*What to work on*
Please copy the rows below word for word, starting at the line that contains "Indicate each instance of the glass" and stopping after the line that contains "[(194, 240)]".

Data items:
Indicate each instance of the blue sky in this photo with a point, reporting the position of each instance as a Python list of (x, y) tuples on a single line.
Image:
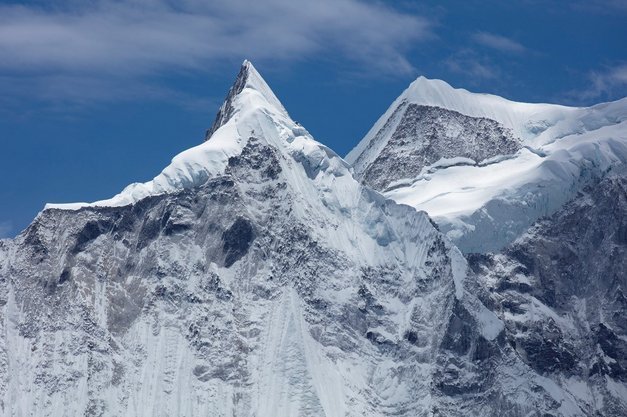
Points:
[(97, 94)]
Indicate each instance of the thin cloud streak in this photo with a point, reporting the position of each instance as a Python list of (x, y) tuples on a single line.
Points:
[(498, 42), (132, 40), (608, 83)]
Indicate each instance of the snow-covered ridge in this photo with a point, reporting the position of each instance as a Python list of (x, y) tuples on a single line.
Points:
[(563, 148), (251, 108)]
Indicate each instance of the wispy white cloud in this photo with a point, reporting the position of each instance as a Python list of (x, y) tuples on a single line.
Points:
[(498, 42), (474, 67), (79, 50), (6, 228), (610, 83)]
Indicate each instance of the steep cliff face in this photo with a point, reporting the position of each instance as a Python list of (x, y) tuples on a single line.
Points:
[(483, 167), (255, 278), (428, 135)]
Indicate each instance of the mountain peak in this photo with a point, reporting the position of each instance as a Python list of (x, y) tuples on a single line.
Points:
[(248, 77)]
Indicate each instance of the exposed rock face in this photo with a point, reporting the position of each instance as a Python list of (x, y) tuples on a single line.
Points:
[(483, 167), (256, 277), (427, 134), (559, 289)]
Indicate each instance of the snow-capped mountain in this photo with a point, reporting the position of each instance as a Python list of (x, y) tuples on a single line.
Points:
[(255, 276), (483, 167), (252, 277), (560, 290)]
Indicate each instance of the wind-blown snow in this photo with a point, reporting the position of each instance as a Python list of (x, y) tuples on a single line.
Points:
[(484, 205)]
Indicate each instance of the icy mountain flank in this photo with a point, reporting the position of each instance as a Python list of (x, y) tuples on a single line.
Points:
[(252, 277), (255, 276), (485, 168)]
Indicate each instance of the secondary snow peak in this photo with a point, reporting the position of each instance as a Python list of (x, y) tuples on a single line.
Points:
[(248, 77)]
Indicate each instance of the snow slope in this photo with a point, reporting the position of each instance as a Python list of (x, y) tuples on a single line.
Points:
[(253, 277), (484, 205)]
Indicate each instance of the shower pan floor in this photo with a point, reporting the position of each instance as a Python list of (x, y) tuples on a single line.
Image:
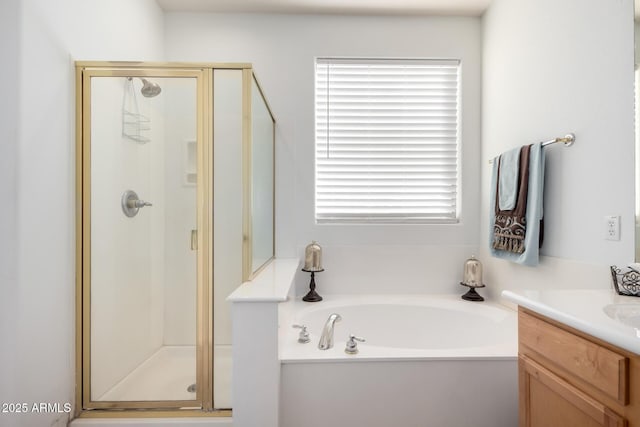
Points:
[(167, 375)]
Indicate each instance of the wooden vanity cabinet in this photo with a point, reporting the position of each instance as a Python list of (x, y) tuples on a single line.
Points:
[(570, 379)]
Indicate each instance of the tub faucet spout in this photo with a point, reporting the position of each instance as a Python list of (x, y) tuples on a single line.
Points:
[(326, 339)]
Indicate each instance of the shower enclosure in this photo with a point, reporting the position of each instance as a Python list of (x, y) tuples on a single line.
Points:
[(164, 193)]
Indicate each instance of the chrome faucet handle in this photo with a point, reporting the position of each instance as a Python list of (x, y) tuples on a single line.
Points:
[(352, 345), (303, 338)]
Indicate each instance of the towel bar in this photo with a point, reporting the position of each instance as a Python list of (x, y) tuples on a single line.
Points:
[(567, 140)]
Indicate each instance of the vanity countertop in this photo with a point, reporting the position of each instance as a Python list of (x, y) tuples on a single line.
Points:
[(601, 313)]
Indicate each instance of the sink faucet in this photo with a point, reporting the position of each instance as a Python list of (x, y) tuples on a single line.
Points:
[(326, 340)]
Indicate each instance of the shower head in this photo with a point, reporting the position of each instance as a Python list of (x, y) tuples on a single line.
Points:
[(150, 89)]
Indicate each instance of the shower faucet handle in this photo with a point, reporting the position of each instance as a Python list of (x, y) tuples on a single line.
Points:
[(352, 345), (303, 338), (141, 204), (131, 203)]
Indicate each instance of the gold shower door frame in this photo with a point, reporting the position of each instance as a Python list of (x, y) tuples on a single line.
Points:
[(203, 404)]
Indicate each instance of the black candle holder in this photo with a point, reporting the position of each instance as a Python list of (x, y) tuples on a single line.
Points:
[(312, 295), (471, 294)]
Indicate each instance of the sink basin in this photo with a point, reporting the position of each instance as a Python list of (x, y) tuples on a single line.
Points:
[(629, 314)]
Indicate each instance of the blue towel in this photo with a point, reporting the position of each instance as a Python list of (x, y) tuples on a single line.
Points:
[(534, 212), (509, 169)]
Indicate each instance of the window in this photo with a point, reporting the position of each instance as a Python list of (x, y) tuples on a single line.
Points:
[(387, 140)]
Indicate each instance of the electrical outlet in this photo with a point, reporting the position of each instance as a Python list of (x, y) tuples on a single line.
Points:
[(612, 227)]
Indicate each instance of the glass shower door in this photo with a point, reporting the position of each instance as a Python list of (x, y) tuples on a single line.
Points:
[(143, 198)]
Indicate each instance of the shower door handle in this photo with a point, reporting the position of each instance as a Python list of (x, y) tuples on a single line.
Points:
[(194, 240)]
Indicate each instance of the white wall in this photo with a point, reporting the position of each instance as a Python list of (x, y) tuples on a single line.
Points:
[(39, 294), (282, 49), (550, 68), (179, 121), (9, 131), (127, 253)]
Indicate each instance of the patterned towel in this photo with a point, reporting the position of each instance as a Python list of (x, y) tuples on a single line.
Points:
[(510, 226)]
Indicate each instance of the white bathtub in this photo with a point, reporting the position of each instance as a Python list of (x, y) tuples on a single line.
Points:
[(429, 360)]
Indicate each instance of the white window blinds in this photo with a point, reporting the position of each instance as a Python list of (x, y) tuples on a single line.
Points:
[(387, 140)]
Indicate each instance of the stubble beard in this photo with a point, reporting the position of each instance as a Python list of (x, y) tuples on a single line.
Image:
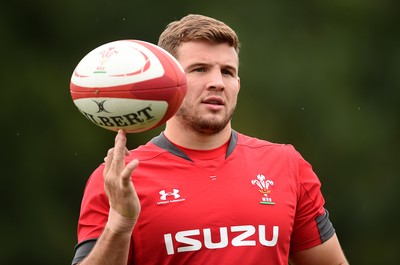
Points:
[(192, 120)]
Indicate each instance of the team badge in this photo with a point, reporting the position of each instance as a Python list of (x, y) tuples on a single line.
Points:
[(264, 186)]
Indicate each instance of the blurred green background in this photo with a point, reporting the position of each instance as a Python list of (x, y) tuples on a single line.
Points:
[(321, 75)]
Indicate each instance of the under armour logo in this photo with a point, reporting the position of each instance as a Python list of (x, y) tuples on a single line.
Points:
[(100, 105), (175, 193)]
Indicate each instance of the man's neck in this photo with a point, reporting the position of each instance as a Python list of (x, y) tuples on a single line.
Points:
[(196, 140)]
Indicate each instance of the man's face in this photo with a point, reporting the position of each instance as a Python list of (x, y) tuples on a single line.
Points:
[(213, 85)]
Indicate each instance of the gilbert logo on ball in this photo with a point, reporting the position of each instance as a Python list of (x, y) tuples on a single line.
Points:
[(128, 84)]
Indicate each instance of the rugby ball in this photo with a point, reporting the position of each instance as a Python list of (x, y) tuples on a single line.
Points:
[(128, 84)]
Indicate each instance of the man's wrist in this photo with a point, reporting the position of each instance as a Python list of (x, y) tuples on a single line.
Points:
[(119, 224)]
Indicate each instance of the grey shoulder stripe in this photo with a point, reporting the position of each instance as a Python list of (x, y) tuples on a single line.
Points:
[(162, 142), (325, 227), (83, 249)]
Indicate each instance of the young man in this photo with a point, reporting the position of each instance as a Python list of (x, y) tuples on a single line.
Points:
[(203, 193)]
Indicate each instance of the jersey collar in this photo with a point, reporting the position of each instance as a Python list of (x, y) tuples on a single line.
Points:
[(162, 142)]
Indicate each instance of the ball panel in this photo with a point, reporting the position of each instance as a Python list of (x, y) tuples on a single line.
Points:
[(117, 82), (117, 63), (131, 115)]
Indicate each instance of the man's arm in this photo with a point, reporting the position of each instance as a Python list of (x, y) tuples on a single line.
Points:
[(113, 245), (328, 253)]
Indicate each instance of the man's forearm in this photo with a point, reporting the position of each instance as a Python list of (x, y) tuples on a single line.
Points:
[(110, 248)]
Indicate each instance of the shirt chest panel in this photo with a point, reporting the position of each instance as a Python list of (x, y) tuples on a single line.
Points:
[(175, 201)]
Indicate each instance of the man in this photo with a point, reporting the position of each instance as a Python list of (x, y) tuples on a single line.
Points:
[(203, 193)]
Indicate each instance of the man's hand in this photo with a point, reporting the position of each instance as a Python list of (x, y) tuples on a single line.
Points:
[(117, 180)]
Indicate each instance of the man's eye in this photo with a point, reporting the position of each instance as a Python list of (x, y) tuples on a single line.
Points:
[(228, 72)]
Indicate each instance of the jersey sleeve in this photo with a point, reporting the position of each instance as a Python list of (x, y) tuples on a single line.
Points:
[(311, 225), (94, 208)]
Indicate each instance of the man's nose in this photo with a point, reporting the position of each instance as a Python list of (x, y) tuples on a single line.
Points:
[(216, 81)]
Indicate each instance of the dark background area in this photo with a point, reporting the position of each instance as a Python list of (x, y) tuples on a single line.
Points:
[(321, 75)]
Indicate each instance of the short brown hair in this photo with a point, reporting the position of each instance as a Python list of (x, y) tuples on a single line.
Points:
[(197, 27)]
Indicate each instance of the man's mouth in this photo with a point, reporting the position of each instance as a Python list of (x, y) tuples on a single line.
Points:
[(213, 100)]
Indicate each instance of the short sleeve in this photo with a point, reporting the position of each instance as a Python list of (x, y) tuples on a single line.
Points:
[(311, 225)]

*In response*
Indicate each instance of the glass shower door in this photo with a point, reporting the position of each instance as a Python list of (x, y) tuples on a single line.
Points:
[(143, 198)]
Indicate each instance of the shower door handle in this photo with a point, reporting the position of each instance as a Python list of (x, y) tuples on a single line.
Points:
[(194, 240)]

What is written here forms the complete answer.